Data entries:
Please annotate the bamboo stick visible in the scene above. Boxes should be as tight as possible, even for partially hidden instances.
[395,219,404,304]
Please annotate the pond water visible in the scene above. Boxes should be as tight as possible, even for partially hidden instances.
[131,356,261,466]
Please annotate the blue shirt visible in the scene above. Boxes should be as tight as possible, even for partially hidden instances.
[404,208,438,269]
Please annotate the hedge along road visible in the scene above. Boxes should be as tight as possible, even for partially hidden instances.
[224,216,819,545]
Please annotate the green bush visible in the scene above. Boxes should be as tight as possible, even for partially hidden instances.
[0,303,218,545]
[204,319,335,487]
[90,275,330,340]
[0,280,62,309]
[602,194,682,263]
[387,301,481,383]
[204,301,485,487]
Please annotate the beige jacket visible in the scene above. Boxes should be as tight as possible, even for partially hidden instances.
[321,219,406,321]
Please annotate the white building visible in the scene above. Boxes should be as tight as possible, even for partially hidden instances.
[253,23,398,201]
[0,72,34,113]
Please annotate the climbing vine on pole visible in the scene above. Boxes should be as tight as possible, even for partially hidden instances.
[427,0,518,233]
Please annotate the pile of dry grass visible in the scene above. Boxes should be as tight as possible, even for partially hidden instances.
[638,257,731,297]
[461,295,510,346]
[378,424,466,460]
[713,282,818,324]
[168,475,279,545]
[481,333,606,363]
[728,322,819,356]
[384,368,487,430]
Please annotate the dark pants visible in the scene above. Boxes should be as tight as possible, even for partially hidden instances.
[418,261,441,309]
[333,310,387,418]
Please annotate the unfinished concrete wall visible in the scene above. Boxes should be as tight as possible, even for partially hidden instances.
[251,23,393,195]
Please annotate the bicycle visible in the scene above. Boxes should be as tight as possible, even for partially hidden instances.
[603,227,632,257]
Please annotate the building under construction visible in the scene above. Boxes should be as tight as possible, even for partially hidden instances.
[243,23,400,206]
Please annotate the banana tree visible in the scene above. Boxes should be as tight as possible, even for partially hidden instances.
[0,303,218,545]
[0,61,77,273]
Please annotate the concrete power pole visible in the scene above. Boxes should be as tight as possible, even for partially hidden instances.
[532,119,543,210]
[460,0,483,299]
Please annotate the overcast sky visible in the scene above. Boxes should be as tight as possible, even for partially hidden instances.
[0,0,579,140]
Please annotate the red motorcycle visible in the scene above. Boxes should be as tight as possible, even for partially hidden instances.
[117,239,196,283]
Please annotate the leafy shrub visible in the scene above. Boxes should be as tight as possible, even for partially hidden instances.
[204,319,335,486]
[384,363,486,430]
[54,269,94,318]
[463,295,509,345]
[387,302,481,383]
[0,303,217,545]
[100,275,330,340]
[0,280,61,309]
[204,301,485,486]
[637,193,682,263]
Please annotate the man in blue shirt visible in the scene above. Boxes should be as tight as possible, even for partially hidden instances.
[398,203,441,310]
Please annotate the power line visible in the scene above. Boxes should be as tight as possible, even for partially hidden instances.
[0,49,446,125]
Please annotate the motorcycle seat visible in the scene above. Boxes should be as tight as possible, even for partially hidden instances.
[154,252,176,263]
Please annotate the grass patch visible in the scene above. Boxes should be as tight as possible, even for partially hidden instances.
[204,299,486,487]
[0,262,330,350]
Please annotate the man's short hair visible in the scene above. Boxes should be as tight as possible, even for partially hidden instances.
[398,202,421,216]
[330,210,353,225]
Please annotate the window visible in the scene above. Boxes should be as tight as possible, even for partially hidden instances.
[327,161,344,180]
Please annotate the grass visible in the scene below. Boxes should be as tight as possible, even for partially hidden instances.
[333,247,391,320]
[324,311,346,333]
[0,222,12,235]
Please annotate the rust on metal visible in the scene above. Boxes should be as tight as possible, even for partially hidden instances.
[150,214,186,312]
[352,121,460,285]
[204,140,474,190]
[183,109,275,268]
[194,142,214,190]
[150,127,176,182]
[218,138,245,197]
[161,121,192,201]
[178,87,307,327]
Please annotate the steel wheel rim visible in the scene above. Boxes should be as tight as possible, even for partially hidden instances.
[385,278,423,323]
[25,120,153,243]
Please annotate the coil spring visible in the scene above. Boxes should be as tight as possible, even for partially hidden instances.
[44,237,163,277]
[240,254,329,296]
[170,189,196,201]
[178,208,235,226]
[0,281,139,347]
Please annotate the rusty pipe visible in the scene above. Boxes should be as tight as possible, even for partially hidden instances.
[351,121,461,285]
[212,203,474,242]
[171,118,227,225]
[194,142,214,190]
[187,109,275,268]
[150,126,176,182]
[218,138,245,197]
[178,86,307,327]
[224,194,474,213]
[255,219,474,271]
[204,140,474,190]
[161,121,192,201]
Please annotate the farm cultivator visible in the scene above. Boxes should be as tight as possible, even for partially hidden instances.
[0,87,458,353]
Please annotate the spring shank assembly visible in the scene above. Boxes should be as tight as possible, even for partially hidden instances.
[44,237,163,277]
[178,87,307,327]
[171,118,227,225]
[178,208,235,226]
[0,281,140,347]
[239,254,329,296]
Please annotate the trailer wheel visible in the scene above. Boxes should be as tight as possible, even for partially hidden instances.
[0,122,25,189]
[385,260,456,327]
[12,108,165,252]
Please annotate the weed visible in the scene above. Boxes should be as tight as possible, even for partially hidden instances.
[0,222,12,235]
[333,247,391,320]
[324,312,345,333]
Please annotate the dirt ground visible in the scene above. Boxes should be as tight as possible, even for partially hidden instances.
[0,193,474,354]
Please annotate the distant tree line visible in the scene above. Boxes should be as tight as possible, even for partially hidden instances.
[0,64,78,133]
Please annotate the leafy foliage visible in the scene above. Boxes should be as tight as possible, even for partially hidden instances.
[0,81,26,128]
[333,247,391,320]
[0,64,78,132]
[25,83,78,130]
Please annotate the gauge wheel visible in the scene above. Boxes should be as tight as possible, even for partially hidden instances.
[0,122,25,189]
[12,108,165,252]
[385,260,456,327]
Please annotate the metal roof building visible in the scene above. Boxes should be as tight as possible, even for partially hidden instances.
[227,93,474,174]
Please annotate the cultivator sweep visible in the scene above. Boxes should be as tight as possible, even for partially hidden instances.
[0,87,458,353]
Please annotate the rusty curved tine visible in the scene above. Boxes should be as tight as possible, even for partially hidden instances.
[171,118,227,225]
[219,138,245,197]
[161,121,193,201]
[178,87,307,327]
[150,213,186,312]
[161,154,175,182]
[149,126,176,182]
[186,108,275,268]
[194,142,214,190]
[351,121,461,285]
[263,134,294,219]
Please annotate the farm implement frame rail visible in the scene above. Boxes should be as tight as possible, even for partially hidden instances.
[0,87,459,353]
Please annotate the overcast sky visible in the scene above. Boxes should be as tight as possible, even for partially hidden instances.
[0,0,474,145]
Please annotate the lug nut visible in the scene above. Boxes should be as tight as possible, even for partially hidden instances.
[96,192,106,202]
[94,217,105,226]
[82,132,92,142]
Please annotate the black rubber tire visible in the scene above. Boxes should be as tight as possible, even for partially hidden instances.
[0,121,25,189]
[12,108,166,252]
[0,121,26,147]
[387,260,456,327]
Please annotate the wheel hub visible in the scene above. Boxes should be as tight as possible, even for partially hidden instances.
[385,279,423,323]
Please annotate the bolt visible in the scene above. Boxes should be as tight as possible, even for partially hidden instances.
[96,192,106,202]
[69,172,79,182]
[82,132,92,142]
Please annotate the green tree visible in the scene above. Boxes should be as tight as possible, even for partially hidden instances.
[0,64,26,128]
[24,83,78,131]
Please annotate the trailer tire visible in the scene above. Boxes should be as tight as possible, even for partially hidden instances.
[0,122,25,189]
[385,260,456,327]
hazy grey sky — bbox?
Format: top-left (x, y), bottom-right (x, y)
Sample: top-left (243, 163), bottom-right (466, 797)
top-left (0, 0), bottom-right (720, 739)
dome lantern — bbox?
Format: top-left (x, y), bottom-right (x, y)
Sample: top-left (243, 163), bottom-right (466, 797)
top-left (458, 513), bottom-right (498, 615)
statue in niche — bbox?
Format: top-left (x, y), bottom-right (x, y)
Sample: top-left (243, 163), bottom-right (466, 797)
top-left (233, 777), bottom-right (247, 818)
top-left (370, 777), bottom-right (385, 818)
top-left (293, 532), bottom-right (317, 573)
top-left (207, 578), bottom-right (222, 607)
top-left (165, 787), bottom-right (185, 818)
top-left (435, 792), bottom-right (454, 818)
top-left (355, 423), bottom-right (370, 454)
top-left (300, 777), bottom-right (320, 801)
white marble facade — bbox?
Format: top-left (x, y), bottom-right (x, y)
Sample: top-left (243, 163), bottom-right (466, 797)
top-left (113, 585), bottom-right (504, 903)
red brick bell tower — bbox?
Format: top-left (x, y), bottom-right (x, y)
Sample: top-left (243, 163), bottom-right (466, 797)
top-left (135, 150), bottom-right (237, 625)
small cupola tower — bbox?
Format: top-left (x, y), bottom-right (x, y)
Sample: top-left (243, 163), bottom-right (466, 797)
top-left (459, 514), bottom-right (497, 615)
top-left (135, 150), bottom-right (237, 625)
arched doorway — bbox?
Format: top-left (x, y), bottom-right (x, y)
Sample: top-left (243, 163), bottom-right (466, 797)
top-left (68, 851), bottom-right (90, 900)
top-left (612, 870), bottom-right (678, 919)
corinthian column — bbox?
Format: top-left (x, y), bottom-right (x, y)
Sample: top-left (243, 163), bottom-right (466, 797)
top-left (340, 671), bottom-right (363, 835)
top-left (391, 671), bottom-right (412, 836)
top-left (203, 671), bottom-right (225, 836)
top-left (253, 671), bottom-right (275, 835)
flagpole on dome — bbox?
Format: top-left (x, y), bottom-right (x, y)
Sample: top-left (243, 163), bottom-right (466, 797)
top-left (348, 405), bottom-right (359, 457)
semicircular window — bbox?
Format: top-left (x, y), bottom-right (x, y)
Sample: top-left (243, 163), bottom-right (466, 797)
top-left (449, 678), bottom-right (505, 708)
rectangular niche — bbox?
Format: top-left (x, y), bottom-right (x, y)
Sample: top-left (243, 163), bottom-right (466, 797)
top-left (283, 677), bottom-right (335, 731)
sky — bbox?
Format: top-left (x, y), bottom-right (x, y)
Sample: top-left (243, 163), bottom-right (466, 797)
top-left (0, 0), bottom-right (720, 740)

---

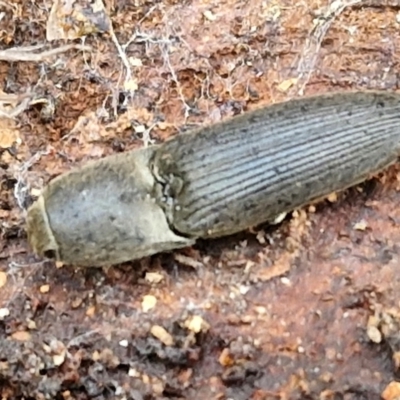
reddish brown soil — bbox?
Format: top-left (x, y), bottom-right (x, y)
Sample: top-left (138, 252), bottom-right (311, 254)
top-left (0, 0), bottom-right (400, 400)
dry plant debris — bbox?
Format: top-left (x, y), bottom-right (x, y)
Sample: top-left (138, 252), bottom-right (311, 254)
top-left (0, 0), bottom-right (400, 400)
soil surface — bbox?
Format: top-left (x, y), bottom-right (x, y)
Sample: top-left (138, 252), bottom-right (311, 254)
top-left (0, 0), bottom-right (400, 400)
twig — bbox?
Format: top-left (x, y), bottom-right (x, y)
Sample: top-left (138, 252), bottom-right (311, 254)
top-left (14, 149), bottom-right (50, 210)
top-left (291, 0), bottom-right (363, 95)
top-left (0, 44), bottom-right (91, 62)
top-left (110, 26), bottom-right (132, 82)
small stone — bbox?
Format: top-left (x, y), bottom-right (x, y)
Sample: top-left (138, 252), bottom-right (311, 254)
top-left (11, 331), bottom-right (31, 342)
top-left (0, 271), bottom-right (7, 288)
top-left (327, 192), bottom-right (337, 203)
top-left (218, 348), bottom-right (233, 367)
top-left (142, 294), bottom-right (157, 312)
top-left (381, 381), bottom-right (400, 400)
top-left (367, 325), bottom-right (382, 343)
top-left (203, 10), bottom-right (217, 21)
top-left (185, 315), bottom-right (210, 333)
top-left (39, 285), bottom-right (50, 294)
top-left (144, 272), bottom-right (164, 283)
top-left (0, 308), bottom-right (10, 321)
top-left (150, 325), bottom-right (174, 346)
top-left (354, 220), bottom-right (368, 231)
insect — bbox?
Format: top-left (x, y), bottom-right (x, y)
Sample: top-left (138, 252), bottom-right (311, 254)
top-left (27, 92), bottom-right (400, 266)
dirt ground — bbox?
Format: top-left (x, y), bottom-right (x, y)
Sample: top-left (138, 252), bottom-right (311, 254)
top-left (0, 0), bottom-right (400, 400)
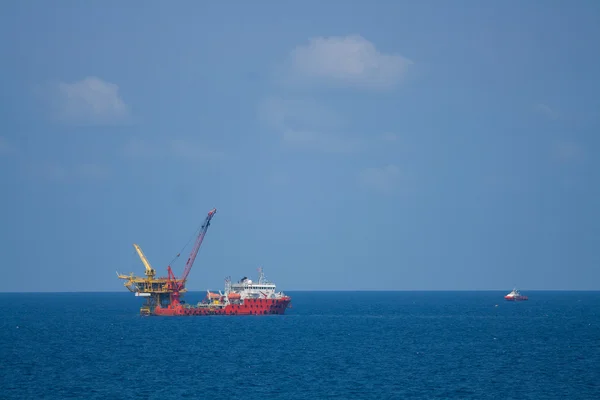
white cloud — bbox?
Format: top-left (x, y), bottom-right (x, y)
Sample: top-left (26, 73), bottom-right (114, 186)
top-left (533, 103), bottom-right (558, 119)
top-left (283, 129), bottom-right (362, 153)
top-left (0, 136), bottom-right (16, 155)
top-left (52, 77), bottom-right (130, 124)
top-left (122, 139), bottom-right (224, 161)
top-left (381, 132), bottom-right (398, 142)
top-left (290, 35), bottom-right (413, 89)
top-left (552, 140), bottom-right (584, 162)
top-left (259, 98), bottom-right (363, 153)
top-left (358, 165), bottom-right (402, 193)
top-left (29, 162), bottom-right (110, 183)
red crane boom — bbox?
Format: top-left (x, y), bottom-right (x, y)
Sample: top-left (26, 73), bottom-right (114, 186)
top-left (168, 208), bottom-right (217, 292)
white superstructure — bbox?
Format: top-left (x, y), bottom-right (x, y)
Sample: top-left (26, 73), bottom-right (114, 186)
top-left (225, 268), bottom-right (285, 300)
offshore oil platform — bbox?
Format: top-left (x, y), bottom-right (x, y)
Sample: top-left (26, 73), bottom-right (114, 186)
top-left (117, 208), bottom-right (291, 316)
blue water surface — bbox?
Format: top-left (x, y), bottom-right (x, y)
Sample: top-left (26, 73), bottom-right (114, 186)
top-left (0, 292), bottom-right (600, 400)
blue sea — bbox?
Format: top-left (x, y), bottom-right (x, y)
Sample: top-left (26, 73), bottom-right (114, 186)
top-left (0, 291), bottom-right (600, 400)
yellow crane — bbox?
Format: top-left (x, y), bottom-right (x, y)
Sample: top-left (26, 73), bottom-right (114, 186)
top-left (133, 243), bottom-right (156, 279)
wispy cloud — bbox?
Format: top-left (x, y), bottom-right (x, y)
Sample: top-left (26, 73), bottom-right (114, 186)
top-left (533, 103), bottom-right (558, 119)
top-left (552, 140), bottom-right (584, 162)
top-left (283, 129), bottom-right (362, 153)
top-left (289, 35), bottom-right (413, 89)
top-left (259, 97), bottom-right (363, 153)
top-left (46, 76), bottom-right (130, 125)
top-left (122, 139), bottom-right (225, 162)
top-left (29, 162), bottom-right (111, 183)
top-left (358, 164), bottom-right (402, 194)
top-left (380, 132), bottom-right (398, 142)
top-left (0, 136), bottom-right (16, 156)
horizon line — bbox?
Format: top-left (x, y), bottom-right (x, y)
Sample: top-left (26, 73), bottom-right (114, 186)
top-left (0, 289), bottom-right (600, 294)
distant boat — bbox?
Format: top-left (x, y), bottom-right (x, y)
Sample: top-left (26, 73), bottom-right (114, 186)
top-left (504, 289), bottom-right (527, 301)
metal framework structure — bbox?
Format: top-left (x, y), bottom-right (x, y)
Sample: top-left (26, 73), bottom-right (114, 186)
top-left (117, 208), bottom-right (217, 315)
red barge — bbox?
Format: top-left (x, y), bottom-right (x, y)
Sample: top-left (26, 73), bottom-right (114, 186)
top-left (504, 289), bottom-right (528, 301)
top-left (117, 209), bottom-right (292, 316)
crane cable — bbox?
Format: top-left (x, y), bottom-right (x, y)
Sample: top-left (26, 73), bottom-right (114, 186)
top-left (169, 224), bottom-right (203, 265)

Direction: Rewrite the entries from the line with "Please annotate the bamboo" to the line with "[321,219,406,321]", both lines included, changing "partially hidden" to "partly obscured" and leaving everything else unchanged.

Result:
Please annotate the bamboo stick visible in the scene above. Boxes should be as tight as possible, even for partly obscured instances.
[395,219,404,304]
Please annotate the pond water visible in the scene above. Boxes should be as tight as possible, even for partly obscured instances.
[131,356,261,466]
Please annotate the blue shirt visible in the scene above. Boxes should be as tight as possible, even for partly obscured instances.
[404,208,438,269]
Please annotate the hedge along road visible in the scene above. Boxes should be as tight as possible, even for partly obscured instances.
[224,216,819,545]
Please annotate the green bush visible in the scene above. Boxes should be as tight as possible, even for partly obscured instances.
[0,303,218,545]
[204,319,335,487]
[90,275,330,340]
[0,280,62,309]
[602,194,682,263]
[387,301,481,383]
[204,301,485,487]
Please annotate the beige jacket visible in the scene above. Boxes should be as tight as possible, even for partly obscured instances.
[321,219,406,321]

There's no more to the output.